▸ Given passage
++++++++++

Yukun-Huang / DreamWaltz-G

Official implementation of the paper "DreamWaltz-G: Expressive 3D Gaussian Avatars from Skeleton-Guided 2D Diffusion".
https://yukun-huang.github.io/DreamWaltz-G/
75 stars 3 forks source link

[Datasets] Where to download SMPL-X.zip? #4

Open xdobetter opened 6 days ago

xdobetter commented 6 days ago

Hello, I am very interested in your work. I have been looking for the link about SMPL-X.zip for a long time, but I can't find it. Could you give me some advice?


datasets
├── 3DPW
│   ├── readme_and_demo.zip
│   ├── sequenceFiles.zip
│   └── SMPL-X.zip ???
Yukun-Huang commented 6 days ago

The SMPL-X params of 3DPW can be download from here, but I don't think I have tested them.

xdobetter commented 6 days ago

Thank you for your assistance. I will try it. I have other questions:

  1. How do I create a 2D Human Video Reenactment dataset?
  2. Does it support exporting mesh?
  3. How to replace the animation content of aist?
gt732 commented 6 days ago

@Yukun-Huang @xdobetter

This is the closest I've gotten to animating using a video in the wild. I used pymaf-x to get the SMPLX poses but for the life of me I can't figure out how to render the camera in the correct position. pymaf-x uses a weak camera perspective, this will need to be converted into something dreamwatlz-g understands and fed into

https://github.com/Yukun-Huang/DreamWaltz-G/blob/a4bd7de3bd5b0d3f930085a48f76f858cb1c0ea5/core/human/smpl_prompt.py#L151

pymaf-x params for the file i used its based off this video

https://github.com/user-attachments/assets/259df1f4-28f8-4c23-9e3b-f777c8e8801b

If someone wants to give it a shot here is the file. Once this is figured out we can easily use videos from the wild and animate using custom 3d avatars

https://github.com/HongwenZhang/PyMAF-X

https://drive.google.com/file/d/1VaMbQlCMqciw72us5XMiPIykrGvsZ1V1/view?usp=sharing

Dictionary with 13 keys:
  Key: 'pred_cam' ->     <class 'numpy.ndarray'> with shape (25, 3)
  Key: 'orig_cam' ->     <class 'numpy.ndarray'> with shape (25, 4)
  Key: 'orig_cam_t' ->     <class 'numpy.ndarray'> with shape (25, 3)
  Key: 'verts' ->     <class 'numpy.ndarray'> with shape (25, 6890, 3)
  Key: 'smplx_verts' ->     <class 'numpy.ndarray'> with shape (25, 10475, 3)
  Key: 'pose' ->     <class 'numpy.ndarray'> with shape (25, 72)
  Key: 'betas' ->     <class 'numpy.ndarray'> with shape (25, 10)
  Key: 'joints3d' ->     <class 'numpy.ndarray'> with shape (25, 49, 3)
  Key: 'joints2d' ->     List/Sequence with 25 elements:
        <class 'numpy.ndarray'> with shape (17, 3)
  Key: 'bboxes' ->     <class 'numpy.ndarray'> with shape (25, 4)

++++++++++

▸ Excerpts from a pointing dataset
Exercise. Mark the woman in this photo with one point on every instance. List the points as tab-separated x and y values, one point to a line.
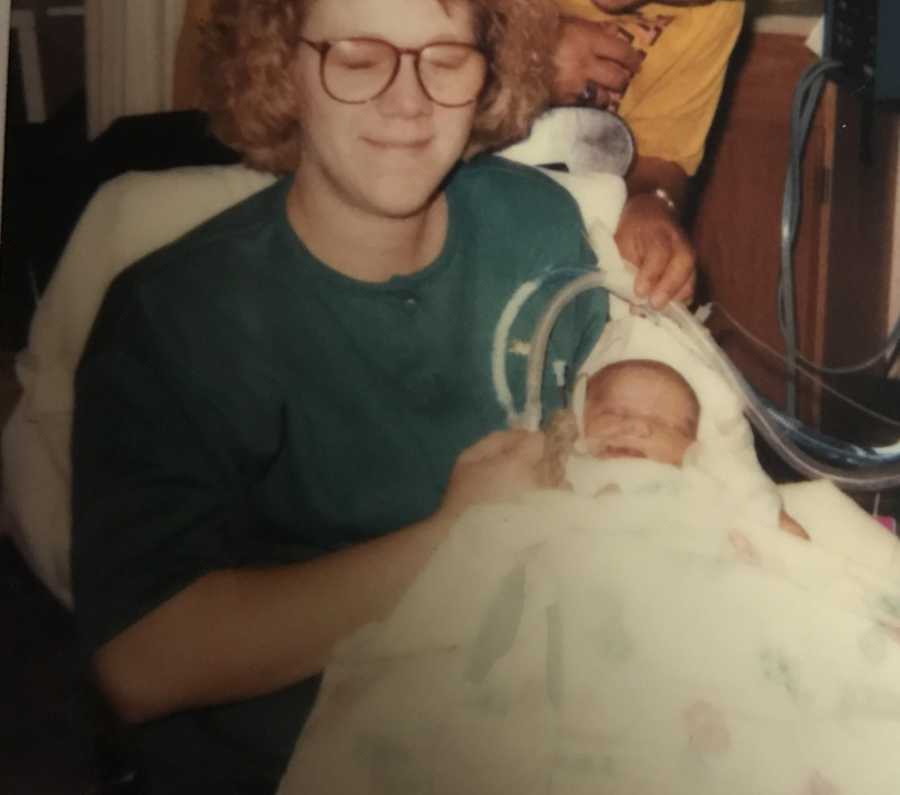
279	416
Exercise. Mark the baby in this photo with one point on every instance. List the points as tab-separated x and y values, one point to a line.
640	408
634	408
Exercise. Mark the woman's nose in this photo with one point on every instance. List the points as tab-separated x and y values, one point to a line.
405	95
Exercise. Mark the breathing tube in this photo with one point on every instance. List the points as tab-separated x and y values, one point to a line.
878	478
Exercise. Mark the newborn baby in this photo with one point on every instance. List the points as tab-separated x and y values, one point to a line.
634	408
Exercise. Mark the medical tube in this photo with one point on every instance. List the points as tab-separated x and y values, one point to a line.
879	478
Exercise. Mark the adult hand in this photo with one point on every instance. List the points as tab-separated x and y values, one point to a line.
650	237
594	64
501	465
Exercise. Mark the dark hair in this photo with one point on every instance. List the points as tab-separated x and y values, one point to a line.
250	46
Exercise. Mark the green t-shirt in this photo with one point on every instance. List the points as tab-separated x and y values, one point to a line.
241	403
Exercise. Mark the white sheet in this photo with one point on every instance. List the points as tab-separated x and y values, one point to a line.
659	640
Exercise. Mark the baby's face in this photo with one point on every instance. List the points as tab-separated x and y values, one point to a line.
639	414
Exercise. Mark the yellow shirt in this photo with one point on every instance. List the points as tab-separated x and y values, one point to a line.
671	101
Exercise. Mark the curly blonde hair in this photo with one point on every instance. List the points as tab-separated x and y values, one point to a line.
250	45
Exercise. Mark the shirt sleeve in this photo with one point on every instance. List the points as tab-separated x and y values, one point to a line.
671	102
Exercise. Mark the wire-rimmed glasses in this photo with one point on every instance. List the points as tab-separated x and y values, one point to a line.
357	70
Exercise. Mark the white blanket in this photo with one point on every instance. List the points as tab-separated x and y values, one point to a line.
658	640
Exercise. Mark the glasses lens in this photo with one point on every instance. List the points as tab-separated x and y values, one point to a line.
355	70
452	74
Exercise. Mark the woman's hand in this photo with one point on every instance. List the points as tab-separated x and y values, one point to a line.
594	64
651	237
499	466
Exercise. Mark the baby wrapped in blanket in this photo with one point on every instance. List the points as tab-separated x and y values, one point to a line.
650	632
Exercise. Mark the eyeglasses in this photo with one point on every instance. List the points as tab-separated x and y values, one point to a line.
357	70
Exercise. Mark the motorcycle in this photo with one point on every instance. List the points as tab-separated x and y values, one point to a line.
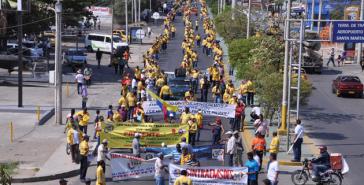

++++++++++

▸ List of tasks
[1] Reproduce a portion of the DreamWaltz-G issue thread, beginning at the words "Dictionary with 13" and ending after the words "(25, 6890, 3)".
[2] Write the material that follows the final line of the DreamWaltz-G issue thread.

▸ Exercise responses
[1]
Dictionary with 13 keys:
  Key: 'pred_cam' ->     <class 'numpy.ndarray'> with shape (25, 3)
  Key: 'orig_cam' ->     <class 'numpy.ndarray'> with shape (25, 4)
  Key: 'orig_cam_t' ->     <class 'numpy.ndarray'> with shape (25, 3)
  Key: 'verts' ->     <class 'numpy.ndarray'> with shape (25, 6890, 3)

[2]
  Key: 'frame_ids' ->     List/Sequence with 25 elements:
        <class 'int'>
        Value: 0
  Key: 'person_ids' ->     List/Sequence with 25 elements:
        <class 'str'>
        Value: video2_mp4_f0_p0
  Key: 'smplx_params' ->     List/Sequence with 4 elements:
        Dictionary with 8 keys:
          Key: 'shape' ->             <class 'torch.Tensor'> with shape torch.Size([8, 10])
          Key: 'body_pose' ->             <class 'torch.Tensor'> with shape torch.Size([8, 24, 3, 3])
          Key: 'left_hand_pose' ->             <class 'torch.Tensor'> with shape torch.Size([8, 15, 3, 3])
          Key: 'right_hand_pose' ->             <class 'torch.Tensor'> with shape torch.Size([8, 15, 3, 3])
          Key: 'jaw_pose' ->             <class 'torch.Tensor'> with shape torch.Size([8, 1, 3, 3])
          Key: 'leye
_pose' ->             <class 'torch.Tensor'> with shape torch.Size([8, 1, 3, 3])
          Key: 'reye_pose' ->             <class 'torch.Tensor'> with shape torch.Size([8, 1, 3, 3])
          Key: 'expression' ->             <class 'torch.Tensor'> with shape torch.Size([8, 50])

My results using the FIXED camera in dreamwaltz

https://github.com/user-attachments/assets/7efb8f6d-49c0-463a-8f14-dc4de1bb7339

Yukun-Huang commented 5 days ago

Thank you for your assistance. I will try it. I have other questions:

  1. How do I create a 2D Human Video Reenactment dataset?
  2. Does it support exporting mesh?
  3. How to replace the animation content of aist?
  1. SMPL-X and camera parameters of our 2D Human Video Reenactment dataset are estimated using a private model. You might use TRAM or other state-of-the-art 3D human motion estimation models for extracting these parameters from in-the-wild videos. Human matting and image/video inpainting models are also needed to remove moving people in videos.
  2. DreamWaltz-G uses Instant-NGP to encode the opacities of 3D Gaussians. So it should be possible to extract the mesh using the NeRF2Mesh method. But I'm sure it won't work well because DreamWaltz-G doesn't involve any surface regularization.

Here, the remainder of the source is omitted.